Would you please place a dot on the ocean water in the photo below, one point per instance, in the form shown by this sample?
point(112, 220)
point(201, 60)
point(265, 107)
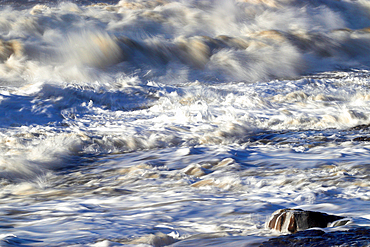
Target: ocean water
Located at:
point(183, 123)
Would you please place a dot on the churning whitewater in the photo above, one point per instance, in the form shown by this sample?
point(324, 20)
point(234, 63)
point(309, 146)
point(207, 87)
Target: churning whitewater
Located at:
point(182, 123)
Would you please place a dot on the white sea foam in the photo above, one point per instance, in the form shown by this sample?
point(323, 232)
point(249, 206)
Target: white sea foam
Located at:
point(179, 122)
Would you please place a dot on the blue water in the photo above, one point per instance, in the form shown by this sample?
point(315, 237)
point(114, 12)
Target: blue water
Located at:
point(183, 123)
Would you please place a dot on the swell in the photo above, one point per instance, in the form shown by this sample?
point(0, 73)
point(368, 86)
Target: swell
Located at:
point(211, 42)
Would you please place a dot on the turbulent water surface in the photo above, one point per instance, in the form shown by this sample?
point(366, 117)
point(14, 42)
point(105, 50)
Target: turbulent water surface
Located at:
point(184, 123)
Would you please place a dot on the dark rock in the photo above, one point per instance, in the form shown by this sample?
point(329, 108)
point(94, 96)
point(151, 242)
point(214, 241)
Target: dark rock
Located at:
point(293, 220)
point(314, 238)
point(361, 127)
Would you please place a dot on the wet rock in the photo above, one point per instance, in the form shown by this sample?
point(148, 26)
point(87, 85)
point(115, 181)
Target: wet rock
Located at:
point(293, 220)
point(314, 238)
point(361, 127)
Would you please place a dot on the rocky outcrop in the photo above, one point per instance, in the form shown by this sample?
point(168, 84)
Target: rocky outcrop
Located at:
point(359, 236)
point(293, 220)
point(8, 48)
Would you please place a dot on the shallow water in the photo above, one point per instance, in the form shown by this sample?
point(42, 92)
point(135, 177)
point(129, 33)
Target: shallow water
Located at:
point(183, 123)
○ ○ ○ ○ ○ ○ ○
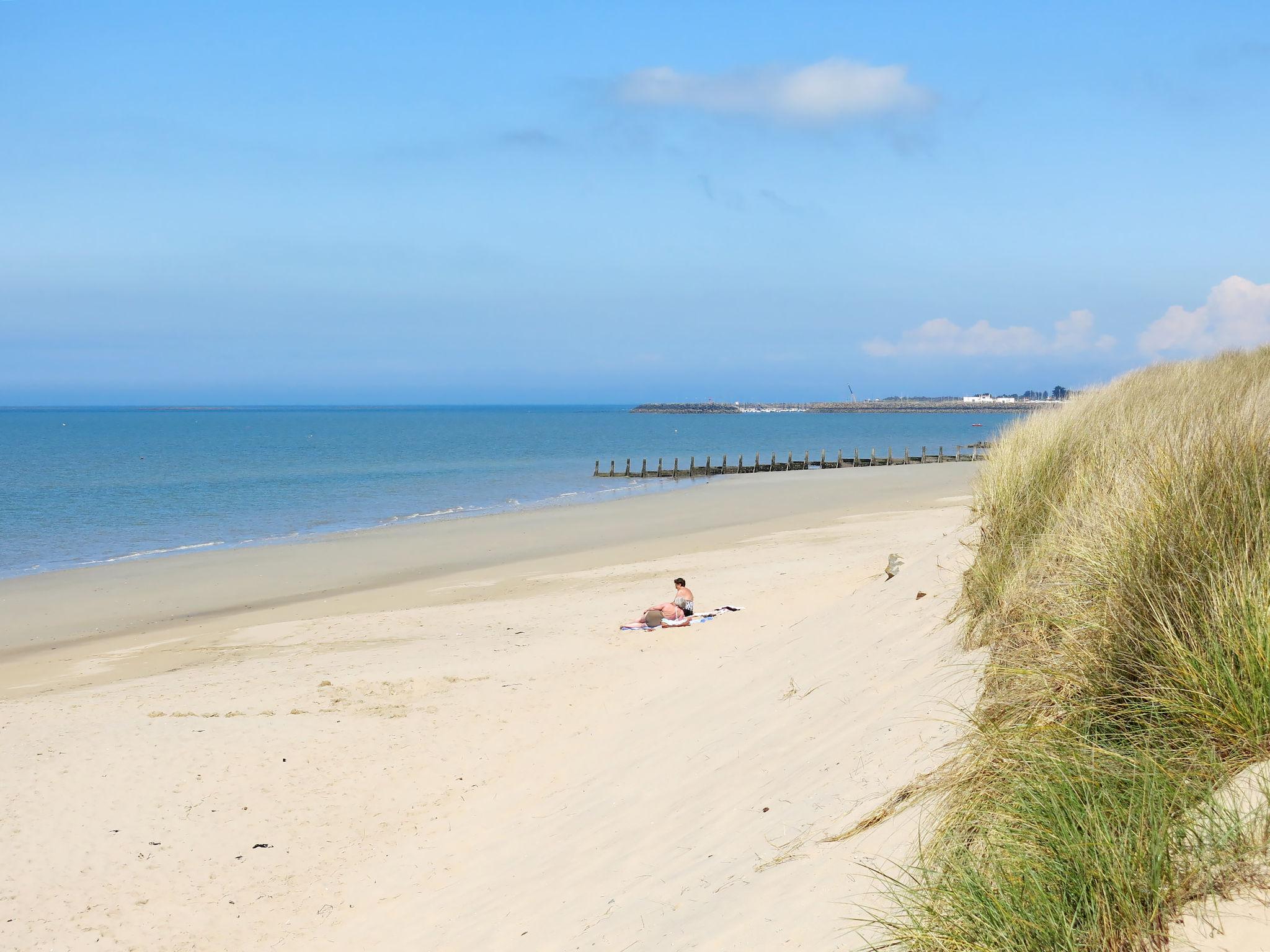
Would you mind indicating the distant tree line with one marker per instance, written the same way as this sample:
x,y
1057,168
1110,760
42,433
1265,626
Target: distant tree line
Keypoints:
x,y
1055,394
○ ○ ○ ○ ○ ○ ○
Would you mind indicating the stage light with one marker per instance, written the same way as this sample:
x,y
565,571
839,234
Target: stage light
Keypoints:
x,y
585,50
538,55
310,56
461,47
○ ○ ○ ○ ○ ○ ○
PROBLEM
Reproduce verbatim the lines of the listing from the line containing "Would you please place a dot on the blue" up to and including the line containing "point(8, 48)". Output only those lines.

TASK RESULT
Would you please place a dot on the blue water in the photo above, one point per instance, in the form shown by this sample?
point(315, 237)
point(114, 12)
Target: blue water
Located at:
point(183, 123)
Would you please place a dot on the swell in the photo above, one point per instance, in the form shown by this sample?
point(0, 73)
point(368, 86)
Target: swell
Located at:
point(211, 42)
Would you please place a dot on the turbulent water surface in the photo above, one point per instance, in the form shown by this sample?
point(366, 117)
point(14, 42)
point(105, 50)
Target: turbulent water surface
Located at:
point(184, 123)
Would you please place a dot on the dark rock in the photo above, one point per instance, in the form shown by this sample?
point(329, 108)
point(94, 96)
point(151, 242)
point(214, 241)
Target: dark rock
Located at:
point(293, 220)
point(314, 238)
point(361, 127)
Would you please place a dot on the wet rock in the photo above, one point per instance, in the form shown by this sample?
point(148, 26)
point(87, 85)
point(115, 181)
Target: wet rock
Located at:
point(293, 220)
point(314, 238)
point(361, 127)
Would you please place a dot on the rocky outcrop in the photo above, one point per instance, in the form shown by this sample?
point(168, 84)
Target: rocky outcrop
Located at:
point(359, 236)
point(293, 220)
point(8, 48)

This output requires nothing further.